- AIM
Copy the material below word for word, keeping every line in its original order.

- GIVEN INFORMATION

◆ ◆ ◆ ◆

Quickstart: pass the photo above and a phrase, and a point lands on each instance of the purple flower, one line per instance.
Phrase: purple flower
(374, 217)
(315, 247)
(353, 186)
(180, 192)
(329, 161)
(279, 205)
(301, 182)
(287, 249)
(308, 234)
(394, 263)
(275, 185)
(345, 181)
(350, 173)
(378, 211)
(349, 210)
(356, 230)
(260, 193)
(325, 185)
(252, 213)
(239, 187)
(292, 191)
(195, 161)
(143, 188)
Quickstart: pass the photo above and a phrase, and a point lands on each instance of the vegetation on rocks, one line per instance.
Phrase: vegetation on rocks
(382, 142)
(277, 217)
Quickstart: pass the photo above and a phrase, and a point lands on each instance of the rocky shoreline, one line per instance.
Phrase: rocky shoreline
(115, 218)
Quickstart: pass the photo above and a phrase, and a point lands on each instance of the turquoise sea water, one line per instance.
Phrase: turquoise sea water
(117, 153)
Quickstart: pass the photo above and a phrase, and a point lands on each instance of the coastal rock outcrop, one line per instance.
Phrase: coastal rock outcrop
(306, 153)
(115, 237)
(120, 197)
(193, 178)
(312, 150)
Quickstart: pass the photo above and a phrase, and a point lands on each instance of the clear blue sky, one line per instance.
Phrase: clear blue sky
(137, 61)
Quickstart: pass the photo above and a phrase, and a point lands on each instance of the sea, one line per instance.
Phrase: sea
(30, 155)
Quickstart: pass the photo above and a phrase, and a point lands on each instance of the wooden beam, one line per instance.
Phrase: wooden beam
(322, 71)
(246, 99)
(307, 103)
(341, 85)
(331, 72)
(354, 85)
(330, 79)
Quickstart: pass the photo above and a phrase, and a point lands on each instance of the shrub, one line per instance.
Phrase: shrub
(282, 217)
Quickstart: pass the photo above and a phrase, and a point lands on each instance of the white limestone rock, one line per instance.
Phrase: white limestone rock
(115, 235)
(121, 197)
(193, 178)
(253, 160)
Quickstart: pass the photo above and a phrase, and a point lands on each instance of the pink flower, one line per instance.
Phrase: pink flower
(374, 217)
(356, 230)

◆ ◆ ◆ ◆

- EXPECTED ANSWER
Quickstart: pass the photo above and a phrase, and a point lands on each instance of the purple flower, one line per instance.
Phrase: purple flower
(374, 217)
(315, 247)
(353, 186)
(180, 192)
(329, 161)
(279, 205)
(301, 182)
(287, 249)
(308, 234)
(394, 263)
(275, 185)
(345, 181)
(350, 173)
(378, 211)
(349, 210)
(356, 230)
(260, 193)
(325, 185)
(252, 213)
(239, 187)
(292, 191)
(195, 161)
(143, 188)
Quickstart: pass the photo above and a phrase, and a point lands on each instance of the vegetation on rocks, one line per instance.
Phrase: vegetation on rocks
(382, 142)
(277, 217)
Quickstart: pass the photo above and a phrase, and a point lands on each instance of the rocky shoreline, one line per instance.
Phrase: rocky shoreline
(115, 218)
Quickstart: pass the photo above and a phrase, and a point lands on each instance of the turquoise sea water, one line per instance.
Phrase: turquoise sea water
(117, 153)
Quickstart: pass the photo above and a phrase, and a point lands on each instance of the coastal rock outcrop, one line per instance.
Phrase: coastal rock outcrop
(306, 153)
(115, 237)
(120, 197)
(193, 178)
(312, 150)
Quickstart: pass the photo above and a phrase, and a point lands on each instance of the clear blue sky, one line per instance.
Phrase: clear blue sky
(137, 61)
Quickstart: pass the photo above and a phrase, and a point lands on each instance of the sea, one line per instance.
Phrase: sea
(30, 155)
Quickstart: pass the photo above and a phrase, and a point lands on each instance of the wooden beam, one line per instance.
Phrase: wooden beam
(322, 71)
(246, 99)
(307, 103)
(341, 85)
(331, 72)
(354, 85)
(330, 79)
Quickstart: pass the photo above and a phrase, and a point lands on each instance of the shrub, one line per instance.
Phrase: shrub
(282, 217)
Quickstart: pass the photo above and a phrase, and a point lands on each instance of the white limestone rock, one line per instance.
Phrase: white limestone rock
(115, 235)
(121, 197)
(193, 178)
(253, 160)
Quickstart: pass the photo above and a phrase, and a point lands on each instance of the pink flower, one line per instance.
Phrase: pink flower
(374, 217)
(356, 230)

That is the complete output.